→ **What needs to be done**
From the entries below, transcribe exactly the lines between the line holding "Target: construction crane" and the line holding "Target: foggy sky", inclusive; skip all other lines.

START Source data

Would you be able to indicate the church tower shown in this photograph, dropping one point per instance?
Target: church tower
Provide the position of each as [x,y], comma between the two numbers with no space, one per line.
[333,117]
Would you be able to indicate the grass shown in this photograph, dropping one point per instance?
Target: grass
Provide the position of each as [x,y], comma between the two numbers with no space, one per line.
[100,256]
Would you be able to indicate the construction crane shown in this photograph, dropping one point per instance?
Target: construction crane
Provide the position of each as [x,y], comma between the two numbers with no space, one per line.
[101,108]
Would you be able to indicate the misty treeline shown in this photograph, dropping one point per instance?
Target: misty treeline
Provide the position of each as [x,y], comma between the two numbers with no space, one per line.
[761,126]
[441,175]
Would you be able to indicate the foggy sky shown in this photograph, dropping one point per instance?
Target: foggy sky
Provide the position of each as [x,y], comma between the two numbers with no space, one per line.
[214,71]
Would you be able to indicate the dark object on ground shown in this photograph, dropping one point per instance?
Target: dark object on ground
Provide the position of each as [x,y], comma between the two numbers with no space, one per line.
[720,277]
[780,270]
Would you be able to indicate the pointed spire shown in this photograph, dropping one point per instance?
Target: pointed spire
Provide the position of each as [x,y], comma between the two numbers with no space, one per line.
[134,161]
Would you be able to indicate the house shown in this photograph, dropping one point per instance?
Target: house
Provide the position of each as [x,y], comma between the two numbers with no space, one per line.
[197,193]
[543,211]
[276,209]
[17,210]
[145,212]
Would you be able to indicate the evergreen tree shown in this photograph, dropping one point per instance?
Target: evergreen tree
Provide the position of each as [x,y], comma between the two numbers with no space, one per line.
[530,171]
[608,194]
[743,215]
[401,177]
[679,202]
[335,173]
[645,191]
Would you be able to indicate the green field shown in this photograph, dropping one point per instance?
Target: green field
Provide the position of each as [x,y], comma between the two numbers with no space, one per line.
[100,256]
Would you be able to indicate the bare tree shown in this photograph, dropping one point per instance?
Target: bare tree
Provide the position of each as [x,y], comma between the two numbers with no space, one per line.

END Source data

→ **Solution to this exercise**
Target: construction crane
Provide the position of each as [x,y], comma between the two numbers with no space, one per line.
[101,108]
Would you be able to indicate the misty treeline shown in this photograph, dropping one point per instance?
Target: misty treeline
Provide the position of each as [x,y], comma between the two numbers with no space, one per line.
[761,126]
[441,175]
Would you be able to indicate the foggy sky shown in this photograph, dropping one point per instance?
Target: foggy sky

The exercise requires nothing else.